Symptoms

Signs

Pt appears severely ill, often diaphoretic, sitting bolt upright, tachypneic, and cyanosis may be present. Bilateral pulmonary rales; third heart sound may be present. Frothy, blood-tinged sputum may occur.

Laboratory Tests

 

Early arterial blood gases show reductions of both PaO2 and PaCO2.

With progressive respiratory failure, hypercapnia develops with acidemia.

Chest X-Ray

CXR shows pulmonary vascular redistribution, diffuse haziness in lung fields with perihilar “butterfly” appearance.

 

Life-threatening, acute development of alveolar lung edema due to one or more of the following:

  1. Elevation of hydrostatic pressure in the pulmonary capillaries (left heart failure, mitral stenosis).

  2. Specific precipitants, resulting in cardiogenic pulmonary edema in pts with previously compensated heart failure or without previous cardiac history.


    PRECIPITANTS OF ACUTE PULMONARY EDEMA

    Acute tachy- or bradyarrhythmia
    Infection, fever
    Acute MI
    Severe hypertension
    Acute mitral or aortic regurgitation
    Increased circulating volume (Na+ ingestion, blood transfusion, pregnancy)
    Increased metabolic demands (exercise, hyperthyroidism)
    Pulmonary embolism
    Noncompliance (sudden discontinuation) of chronic CHF medications
  3. Increased permeability of pulmonary alveolar-capillary membrane (noncardiogenic pulmonary edema). For common causes, see Table 13-2.


    COMMON CAUSES OF NONCARDIOGENIC PULMONARY EDEMA

    Direct Injury to Lung
    Chest trauma, pulmonary contusion Pneumonia
    Aspiration Oxygen toxicity
    Smoke inhalation Pulmonary embolism, reperfusion
    Hematogenous Injury to Lung
    Sepsis Multiple transfusions
    Pancreatitis IV drug use, e.g., heroin
    Nonthoracic trauma Cardiopulmonary bypass
    Possible Lung Injury Plus Elevated Hydrostatic Pressures
    High-altitude pulmonary edema Reexpansion pulmonary edema
    Neurogenic pulmonary edema  

 

 

 

 

 

Pulmonary edema results from transudation of fluid, first from pulmonary capillaries into interstitial spaces and then from the interstitial spaces into alveoli as a result of an alteration in one or more of Starling's forces.

The alveolar epithelial membrane is usually permeable to water and gases but is impermeable to albumin (and other proteins).

## Material supplied
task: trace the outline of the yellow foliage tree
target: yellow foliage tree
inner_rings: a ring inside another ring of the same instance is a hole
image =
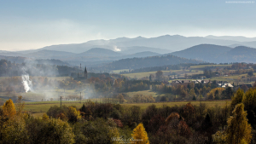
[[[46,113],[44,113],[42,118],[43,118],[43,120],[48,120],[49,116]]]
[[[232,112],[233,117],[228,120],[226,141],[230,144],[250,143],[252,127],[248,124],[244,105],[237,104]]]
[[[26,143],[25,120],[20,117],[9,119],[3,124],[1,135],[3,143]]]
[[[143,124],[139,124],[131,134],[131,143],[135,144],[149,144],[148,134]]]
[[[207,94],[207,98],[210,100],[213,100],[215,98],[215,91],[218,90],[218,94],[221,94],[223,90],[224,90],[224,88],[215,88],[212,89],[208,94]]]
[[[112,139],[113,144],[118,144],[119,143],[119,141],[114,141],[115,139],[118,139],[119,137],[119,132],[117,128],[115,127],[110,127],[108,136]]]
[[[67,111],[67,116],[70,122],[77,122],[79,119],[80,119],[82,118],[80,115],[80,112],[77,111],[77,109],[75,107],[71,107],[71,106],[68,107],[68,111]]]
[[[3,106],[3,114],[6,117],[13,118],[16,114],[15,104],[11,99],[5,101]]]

---

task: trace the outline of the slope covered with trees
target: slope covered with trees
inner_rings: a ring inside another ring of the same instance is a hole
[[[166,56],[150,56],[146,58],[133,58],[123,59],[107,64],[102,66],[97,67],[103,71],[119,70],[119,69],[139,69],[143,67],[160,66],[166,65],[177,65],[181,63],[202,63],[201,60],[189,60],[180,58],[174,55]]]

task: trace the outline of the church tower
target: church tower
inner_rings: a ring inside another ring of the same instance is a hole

## What you will do
From the pulmonary edema text, pull out the passage starting with "Chest X-Ray" and going on through "previous cardiac history.", word for word.

## The completed task
Chest X-Ray

CXR shows pulmonary vascular redistribution, diffuse haziness in lung fields with perihilar “butterfly” appearance.

 

Life-threatening, acute development of alveolar lung edema due to one or more of the following:

  1. Elevation of hydrostatic pressure in the pulmonary capillaries (left heart failure, mitral stenosis).

  2. Specific precipitants, resulting in cardiogenic pulmonary edema in pts with previously compensated heart failure or without previous cardiac history.